----- Provided text -----

According to the Alzheimer’s Association, the time for caregivers to ask for help is: “As soon as you ask yourself the question.”
As a full time caregiver, many days entail just doing one task after another so automatically that you don’t even realize how little progress is being made.
Taking on too many jobs and overextended yourself when it comes to commitments can be a time bomb ready to explode. A lack of time spent on self-care and enjoyment in life combined with the stress of coping with a debilitating disease such as Alzheimer’s can result in a toll on the physical, emotional, psychological and spiritual well-being of caregivers. Tragically many caregivers don’t realize the damage that is being done until it’s too late and they are diagnosed with a serious psychological or physical condition.
According to The Alzheimer’s Association, the following is a list of warning signs (spelling out the acronym “DANGEROUS”) that a caregiver of a loved one with Alzheimer’s disease (AD) should be on the look-out for:
D Demanding tasks that even when accomplished, do not feel like enough,
A All alone and one feels like they are doing it all by themselves,
N No more happy times,
G Gatherings for family events/relationships with friends are breaking down,
E Employment/job is suffering,
R Refuse to think of oneself or take time for oneself,
O Only person in the world who is feeling like this, is felt by the care partner,
U You time – time for you does not happen
S Social life is non-existent.
If you are a caregiver for a loved one with AD, be sure to tune into the danger signs of caregiver burnout and learn how to ask for help before its too late.

----- Stored data -----

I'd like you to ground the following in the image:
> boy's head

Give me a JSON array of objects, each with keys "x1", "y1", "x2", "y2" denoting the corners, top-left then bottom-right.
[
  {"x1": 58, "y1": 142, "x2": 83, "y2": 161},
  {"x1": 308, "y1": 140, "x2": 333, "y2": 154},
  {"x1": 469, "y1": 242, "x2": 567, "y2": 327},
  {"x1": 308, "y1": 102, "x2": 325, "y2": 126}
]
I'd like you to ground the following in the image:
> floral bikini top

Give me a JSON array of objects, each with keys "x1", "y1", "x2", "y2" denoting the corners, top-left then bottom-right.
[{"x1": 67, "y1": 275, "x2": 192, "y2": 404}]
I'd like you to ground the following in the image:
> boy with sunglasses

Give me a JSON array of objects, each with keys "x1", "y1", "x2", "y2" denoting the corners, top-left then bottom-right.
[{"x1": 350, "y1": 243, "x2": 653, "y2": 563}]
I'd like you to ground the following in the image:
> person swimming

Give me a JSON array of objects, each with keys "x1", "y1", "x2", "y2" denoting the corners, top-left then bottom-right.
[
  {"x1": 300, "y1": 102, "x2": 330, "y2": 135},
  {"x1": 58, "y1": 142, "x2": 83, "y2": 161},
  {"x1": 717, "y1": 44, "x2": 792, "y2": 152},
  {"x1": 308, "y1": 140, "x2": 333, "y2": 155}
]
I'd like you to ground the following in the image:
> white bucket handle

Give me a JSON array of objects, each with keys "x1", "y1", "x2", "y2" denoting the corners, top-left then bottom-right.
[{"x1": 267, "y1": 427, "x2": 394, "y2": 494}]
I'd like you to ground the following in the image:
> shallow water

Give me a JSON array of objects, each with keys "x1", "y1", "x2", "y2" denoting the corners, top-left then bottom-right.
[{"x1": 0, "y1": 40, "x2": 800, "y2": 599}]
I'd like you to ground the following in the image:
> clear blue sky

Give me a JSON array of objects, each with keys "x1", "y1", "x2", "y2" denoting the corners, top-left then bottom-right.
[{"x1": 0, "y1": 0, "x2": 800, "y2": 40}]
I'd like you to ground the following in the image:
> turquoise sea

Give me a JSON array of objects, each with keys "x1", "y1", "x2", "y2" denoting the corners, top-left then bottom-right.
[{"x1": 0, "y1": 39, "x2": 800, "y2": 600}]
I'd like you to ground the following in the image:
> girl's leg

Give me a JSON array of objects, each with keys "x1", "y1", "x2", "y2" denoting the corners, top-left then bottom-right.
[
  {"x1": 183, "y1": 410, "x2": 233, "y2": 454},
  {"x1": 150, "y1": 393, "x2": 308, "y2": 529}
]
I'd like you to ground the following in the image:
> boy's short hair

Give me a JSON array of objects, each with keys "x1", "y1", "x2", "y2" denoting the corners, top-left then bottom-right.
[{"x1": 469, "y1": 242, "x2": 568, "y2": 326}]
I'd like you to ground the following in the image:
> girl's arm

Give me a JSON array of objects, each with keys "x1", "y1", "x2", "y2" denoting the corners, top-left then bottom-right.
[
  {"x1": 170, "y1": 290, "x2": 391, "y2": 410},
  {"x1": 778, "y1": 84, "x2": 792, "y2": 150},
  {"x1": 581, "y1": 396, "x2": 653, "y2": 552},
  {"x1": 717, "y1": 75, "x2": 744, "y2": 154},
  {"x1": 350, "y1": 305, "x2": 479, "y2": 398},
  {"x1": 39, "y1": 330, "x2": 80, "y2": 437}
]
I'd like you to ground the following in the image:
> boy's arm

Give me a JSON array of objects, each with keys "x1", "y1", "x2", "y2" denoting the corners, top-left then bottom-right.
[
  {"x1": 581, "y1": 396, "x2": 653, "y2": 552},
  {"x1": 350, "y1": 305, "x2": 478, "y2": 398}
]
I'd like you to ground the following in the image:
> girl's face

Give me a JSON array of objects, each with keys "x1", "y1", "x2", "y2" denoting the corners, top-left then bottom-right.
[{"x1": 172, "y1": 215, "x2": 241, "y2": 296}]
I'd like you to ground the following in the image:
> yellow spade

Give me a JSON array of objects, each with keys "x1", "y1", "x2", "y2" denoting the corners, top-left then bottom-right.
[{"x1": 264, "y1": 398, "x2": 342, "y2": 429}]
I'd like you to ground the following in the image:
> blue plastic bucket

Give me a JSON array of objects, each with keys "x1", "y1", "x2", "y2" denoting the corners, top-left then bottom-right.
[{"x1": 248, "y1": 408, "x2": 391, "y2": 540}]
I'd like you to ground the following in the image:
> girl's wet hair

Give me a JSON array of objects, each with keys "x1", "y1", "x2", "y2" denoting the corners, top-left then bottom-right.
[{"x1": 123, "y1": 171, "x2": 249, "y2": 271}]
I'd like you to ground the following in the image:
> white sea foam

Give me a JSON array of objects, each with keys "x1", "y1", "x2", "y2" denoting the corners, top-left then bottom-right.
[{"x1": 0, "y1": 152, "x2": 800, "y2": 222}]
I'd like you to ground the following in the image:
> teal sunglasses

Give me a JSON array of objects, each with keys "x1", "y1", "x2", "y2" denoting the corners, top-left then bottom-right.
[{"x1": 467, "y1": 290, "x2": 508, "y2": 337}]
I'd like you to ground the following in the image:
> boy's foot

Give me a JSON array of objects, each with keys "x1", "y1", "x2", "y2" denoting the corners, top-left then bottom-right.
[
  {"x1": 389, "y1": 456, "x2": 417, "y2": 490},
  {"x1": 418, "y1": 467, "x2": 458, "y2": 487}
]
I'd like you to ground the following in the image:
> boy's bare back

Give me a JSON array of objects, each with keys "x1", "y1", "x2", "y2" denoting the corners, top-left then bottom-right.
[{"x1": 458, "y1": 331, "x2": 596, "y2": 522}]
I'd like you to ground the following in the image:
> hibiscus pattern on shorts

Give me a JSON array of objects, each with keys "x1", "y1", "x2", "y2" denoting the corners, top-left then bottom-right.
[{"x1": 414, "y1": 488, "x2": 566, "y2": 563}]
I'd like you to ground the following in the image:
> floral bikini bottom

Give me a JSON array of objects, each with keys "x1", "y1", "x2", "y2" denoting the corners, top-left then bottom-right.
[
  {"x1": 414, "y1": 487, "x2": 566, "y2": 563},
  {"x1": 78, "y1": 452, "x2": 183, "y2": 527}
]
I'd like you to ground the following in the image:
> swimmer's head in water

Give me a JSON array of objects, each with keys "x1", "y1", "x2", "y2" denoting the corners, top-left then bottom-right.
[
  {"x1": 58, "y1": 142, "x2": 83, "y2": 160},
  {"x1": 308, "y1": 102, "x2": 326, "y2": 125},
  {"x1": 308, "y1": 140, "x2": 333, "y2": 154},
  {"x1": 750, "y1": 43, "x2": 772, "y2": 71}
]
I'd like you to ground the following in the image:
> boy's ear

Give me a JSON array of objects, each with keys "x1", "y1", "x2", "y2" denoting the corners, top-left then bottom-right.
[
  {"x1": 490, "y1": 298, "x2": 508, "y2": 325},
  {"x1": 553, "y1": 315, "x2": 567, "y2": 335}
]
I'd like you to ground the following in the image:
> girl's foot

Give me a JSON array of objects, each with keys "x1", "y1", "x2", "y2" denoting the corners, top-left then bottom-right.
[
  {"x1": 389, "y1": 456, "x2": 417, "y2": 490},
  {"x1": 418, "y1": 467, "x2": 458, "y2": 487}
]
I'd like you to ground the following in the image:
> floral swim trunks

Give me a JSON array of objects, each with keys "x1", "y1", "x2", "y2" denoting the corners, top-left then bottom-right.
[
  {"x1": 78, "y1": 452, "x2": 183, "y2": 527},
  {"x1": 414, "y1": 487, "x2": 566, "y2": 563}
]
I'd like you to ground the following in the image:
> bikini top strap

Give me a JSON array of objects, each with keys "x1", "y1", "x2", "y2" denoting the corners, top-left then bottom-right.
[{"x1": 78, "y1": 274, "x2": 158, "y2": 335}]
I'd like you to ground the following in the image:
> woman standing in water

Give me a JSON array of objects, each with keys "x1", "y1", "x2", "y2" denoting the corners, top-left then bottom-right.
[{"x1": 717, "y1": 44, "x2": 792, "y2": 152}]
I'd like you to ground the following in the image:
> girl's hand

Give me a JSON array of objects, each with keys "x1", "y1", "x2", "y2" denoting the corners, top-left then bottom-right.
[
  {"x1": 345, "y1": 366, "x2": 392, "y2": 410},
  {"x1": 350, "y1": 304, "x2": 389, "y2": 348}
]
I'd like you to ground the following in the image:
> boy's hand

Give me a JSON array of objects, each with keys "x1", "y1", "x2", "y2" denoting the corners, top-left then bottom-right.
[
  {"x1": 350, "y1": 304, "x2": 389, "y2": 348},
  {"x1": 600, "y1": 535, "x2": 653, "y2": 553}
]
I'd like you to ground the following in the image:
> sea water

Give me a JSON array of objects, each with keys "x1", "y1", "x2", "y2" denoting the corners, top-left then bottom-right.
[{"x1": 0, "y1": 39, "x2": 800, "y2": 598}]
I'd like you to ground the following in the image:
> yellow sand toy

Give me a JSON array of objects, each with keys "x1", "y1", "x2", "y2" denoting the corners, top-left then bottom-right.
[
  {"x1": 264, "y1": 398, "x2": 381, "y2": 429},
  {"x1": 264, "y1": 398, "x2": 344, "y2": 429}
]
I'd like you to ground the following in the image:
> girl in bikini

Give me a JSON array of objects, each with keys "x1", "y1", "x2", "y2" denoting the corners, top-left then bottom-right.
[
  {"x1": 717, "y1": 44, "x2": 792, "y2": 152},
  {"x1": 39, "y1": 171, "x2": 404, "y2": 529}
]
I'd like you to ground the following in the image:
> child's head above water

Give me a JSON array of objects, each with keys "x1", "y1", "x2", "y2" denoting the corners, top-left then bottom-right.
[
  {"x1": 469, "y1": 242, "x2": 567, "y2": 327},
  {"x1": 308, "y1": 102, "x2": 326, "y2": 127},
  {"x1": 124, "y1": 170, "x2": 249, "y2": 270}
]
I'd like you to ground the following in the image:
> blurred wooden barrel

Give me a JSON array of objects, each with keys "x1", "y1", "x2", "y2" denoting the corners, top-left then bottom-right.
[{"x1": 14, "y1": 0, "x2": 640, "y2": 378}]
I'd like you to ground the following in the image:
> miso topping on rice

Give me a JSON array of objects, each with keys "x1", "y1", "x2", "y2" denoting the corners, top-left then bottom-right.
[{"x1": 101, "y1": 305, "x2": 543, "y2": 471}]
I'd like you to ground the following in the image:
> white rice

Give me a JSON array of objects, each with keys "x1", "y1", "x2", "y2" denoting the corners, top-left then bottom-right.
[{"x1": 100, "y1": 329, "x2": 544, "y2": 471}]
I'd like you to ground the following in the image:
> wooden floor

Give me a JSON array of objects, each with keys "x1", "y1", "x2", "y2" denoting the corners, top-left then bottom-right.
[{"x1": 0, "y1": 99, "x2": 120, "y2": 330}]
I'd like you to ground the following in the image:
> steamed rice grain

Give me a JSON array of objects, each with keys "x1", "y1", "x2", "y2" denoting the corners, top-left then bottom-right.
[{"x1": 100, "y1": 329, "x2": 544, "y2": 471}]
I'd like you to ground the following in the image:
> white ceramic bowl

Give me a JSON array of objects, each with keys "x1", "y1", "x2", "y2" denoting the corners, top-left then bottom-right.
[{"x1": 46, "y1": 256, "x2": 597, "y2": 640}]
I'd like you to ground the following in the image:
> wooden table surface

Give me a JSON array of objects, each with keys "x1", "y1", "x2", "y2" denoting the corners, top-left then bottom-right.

-----

◆ **Task to complete**:
Copy out the passage above on caregiver burnout and its warning signs word for word, from its first sentence to its last.

◆ **Exercise response**:
According to the Alzheimer’s Association, the time for caregivers to ask for help is: “As soon as you ask yourself the question.”
As a full time caregiver, many days entail just doing one task after another so automatically that you don’t even realize how little progress is being made.
Taking on too many jobs and overextended yourself when it comes to commitments can be a time bomb ready to explode. A lack of time spent on self-care and enjoyment in life combined with the stress of coping with a debilitating disease such as Alzheimer’s can result in a toll on the physical, emotional, psychological and spiritual well-being of caregivers. Tragically many caregivers don’t realize the damage that is being done until it’s too late and they are diagnosed with a serious psychological or physical condition.
According to The Alzheimer’s Association, the following is a list of warning signs (spelling out the acronym “DANGEROUS”) that a caregiver of a loved one with Alzheimer’s disease (AD) should be on the look-out for:
D Demanding tasks that even when accomplished, do not feel like enough,
A All alone and one feels like they are doing it all by themselves,
N No more happy times,
G Gatherings for family events/relationships with friends are breaking down,
E Employment/job is suffering,
R Refuse to think of oneself or take time for oneself,
O Only person in the world who is feeling like this, is felt by the care partner,
U You time – time for you does not happen
S Social life is non-existent.
If you are a caregiver for a loved one with AD, be sure to tune into the danger signs of caregiver burnout and learn how to ask for help before its too late.